_What the task asks_
Can you reproduce the data beneath, keeping every line exact?
───── Data excerpts ─────
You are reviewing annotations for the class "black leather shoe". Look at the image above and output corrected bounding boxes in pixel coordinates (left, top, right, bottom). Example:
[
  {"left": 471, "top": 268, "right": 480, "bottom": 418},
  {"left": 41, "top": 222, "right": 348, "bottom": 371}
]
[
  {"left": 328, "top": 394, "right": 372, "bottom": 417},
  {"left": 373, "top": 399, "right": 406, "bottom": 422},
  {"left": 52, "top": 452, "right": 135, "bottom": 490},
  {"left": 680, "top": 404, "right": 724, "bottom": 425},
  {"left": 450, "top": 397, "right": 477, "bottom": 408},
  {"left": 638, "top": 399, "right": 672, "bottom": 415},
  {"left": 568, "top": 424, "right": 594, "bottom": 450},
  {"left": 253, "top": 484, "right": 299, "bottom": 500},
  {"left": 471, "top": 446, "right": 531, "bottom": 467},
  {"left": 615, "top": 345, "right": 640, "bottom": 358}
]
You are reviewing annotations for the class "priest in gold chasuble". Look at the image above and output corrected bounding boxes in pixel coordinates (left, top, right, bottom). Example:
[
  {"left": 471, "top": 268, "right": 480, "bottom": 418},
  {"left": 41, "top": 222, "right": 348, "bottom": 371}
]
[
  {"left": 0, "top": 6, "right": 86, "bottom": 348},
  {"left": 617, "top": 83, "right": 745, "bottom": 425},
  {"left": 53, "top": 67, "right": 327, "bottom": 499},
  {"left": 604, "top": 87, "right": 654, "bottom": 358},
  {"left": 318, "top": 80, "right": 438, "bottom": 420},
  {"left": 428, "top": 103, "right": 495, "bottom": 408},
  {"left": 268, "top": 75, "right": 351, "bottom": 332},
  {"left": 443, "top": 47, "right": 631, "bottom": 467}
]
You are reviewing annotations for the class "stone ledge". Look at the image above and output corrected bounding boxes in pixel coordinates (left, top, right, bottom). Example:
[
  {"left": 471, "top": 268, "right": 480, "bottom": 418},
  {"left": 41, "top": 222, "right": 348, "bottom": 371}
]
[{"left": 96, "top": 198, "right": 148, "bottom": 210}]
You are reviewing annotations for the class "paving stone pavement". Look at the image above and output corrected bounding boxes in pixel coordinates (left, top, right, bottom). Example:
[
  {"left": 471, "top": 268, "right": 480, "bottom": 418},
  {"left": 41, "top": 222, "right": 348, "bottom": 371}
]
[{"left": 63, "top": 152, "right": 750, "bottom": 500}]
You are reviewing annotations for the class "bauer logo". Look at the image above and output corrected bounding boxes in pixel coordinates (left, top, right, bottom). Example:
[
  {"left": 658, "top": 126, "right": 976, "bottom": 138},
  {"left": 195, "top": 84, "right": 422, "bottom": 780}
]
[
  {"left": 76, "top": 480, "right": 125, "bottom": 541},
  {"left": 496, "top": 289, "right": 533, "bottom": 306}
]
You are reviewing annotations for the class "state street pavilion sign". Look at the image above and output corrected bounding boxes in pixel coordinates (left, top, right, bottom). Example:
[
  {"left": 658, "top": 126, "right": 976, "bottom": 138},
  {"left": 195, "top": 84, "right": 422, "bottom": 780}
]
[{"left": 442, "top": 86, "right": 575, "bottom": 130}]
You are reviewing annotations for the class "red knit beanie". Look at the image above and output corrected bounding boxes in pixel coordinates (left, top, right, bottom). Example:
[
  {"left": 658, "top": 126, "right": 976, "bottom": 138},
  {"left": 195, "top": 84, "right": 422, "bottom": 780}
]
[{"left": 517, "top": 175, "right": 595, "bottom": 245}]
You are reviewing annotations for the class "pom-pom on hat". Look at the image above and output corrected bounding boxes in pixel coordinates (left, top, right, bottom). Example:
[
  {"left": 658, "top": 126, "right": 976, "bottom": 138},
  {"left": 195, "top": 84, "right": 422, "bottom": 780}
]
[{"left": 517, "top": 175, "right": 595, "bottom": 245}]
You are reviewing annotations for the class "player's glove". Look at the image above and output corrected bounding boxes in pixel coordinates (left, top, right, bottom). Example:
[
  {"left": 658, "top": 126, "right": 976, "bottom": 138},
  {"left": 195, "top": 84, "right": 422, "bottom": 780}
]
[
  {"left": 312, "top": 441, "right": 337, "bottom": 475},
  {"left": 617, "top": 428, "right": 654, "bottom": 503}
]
─────
_Response for this exercise_
You are reviewing annotations for the class "black leather shoe". Look at the image above and output corrected bounding boxes in pixel coordinates (left, top, right, bottom). Example:
[
  {"left": 471, "top": 268, "right": 480, "bottom": 418},
  {"left": 41, "top": 222, "right": 348, "bottom": 371}
]
[
  {"left": 328, "top": 394, "right": 372, "bottom": 417},
  {"left": 373, "top": 399, "right": 406, "bottom": 422},
  {"left": 52, "top": 452, "right": 135, "bottom": 490},
  {"left": 680, "top": 404, "right": 724, "bottom": 425},
  {"left": 450, "top": 397, "right": 477, "bottom": 408},
  {"left": 638, "top": 399, "right": 672, "bottom": 415},
  {"left": 568, "top": 424, "right": 594, "bottom": 450},
  {"left": 253, "top": 484, "right": 299, "bottom": 500},
  {"left": 471, "top": 446, "right": 531, "bottom": 467},
  {"left": 615, "top": 345, "right": 640, "bottom": 358}
]
You are reviewing annotations for the class "priest in gold chasuble". Look at the image above and output corrected bounding boxes in pixel coordinates (left, top, right, bottom). Example:
[
  {"left": 471, "top": 268, "right": 480, "bottom": 418},
  {"left": 41, "top": 222, "right": 348, "bottom": 371}
]
[
  {"left": 0, "top": 6, "right": 86, "bottom": 348},
  {"left": 617, "top": 83, "right": 745, "bottom": 425},
  {"left": 53, "top": 67, "right": 327, "bottom": 499},
  {"left": 604, "top": 87, "right": 654, "bottom": 358},
  {"left": 318, "top": 80, "right": 438, "bottom": 420},
  {"left": 428, "top": 103, "right": 495, "bottom": 408},
  {"left": 268, "top": 75, "right": 351, "bottom": 332},
  {"left": 443, "top": 47, "right": 631, "bottom": 467}
]
You are reviewing annotations for the class "stone ledge". Look at the image above and output corrected bounding boxes in pixel coordinates (left, top, right, bottom). Example:
[
  {"left": 471, "top": 268, "right": 480, "bottom": 418},
  {"left": 41, "top": 222, "right": 348, "bottom": 371}
]
[{"left": 96, "top": 198, "right": 148, "bottom": 210}]
You are reviewing annotations for the class "paving stone pavement". Look at the image above and output corrected bounding boxes in pixel coordinates (left, top, right, bottom). Example:
[
  {"left": 471, "top": 268, "right": 480, "bottom": 418},
  {"left": 41, "top": 222, "right": 348, "bottom": 371}
]
[{"left": 63, "top": 152, "right": 750, "bottom": 500}]
You are reviewing annotations for the class "bauer logo". Look at the image above and output corrected bounding boxes in pixel coordinates (left, top, right, bottom). Example:
[
  {"left": 658, "top": 126, "right": 976, "bottom": 138},
  {"left": 195, "top": 84, "right": 422, "bottom": 780}
]
[
  {"left": 76, "top": 480, "right": 125, "bottom": 541},
  {"left": 496, "top": 289, "right": 533, "bottom": 306}
]
You are reviewing annotations for the class "state street pavilion sign". Look at the image above and output corrected bounding boxes in pixel coordinates (left, top, right, bottom). Example:
[
  {"left": 658, "top": 126, "right": 976, "bottom": 138},
  {"left": 195, "top": 84, "right": 422, "bottom": 780}
]
[{"left": 442, "top": 86, "right": 575, "bottom": 130}]
You are reviewing annotations for the class "red knit beanie". Look at the image above and output corrected bounding boxes in pixel coordinates (left, top, right, bottom). Example:
[
  {"left": 658, "top": 126, "right": 976, "bottom": 138},
  {"left": 195, "top": 84, "right": 422, "bottom": 780}
]
[{"left": 517, "top": 175, "right": 595, "bottom": 245}]
You are reviewing annotations for the class "pom-pom on hat". Look at the image above and output corrected bounding boxes in pixel coordinates (left, top, right, bottom). Example:
[
  {"left": 658, "top": 126, "right": 976, "bottom": 138},
  {"left": 195, "top": 84, "right": 422, "bottom": 780}
]
[{"left": 517, "top": 175, "right": 595, "bottom": 245}]
You are reviewing annotations for the class "player's glove". Look at the image above and output corrected bounding boxes in pixel coordinates (left, top, right, bottom). Example:
[
  {"left": 658, "top": 126, "right": 976, "bottom": 138},
  {"left": 195, "top": 84, "right": 422, "bottom": 780}
]
[
  {"left": 312, "top": 441, "right": 337, "bottom": 475},
  {"left": 617, "top": 428, "right": 654, "bottom": 503}
]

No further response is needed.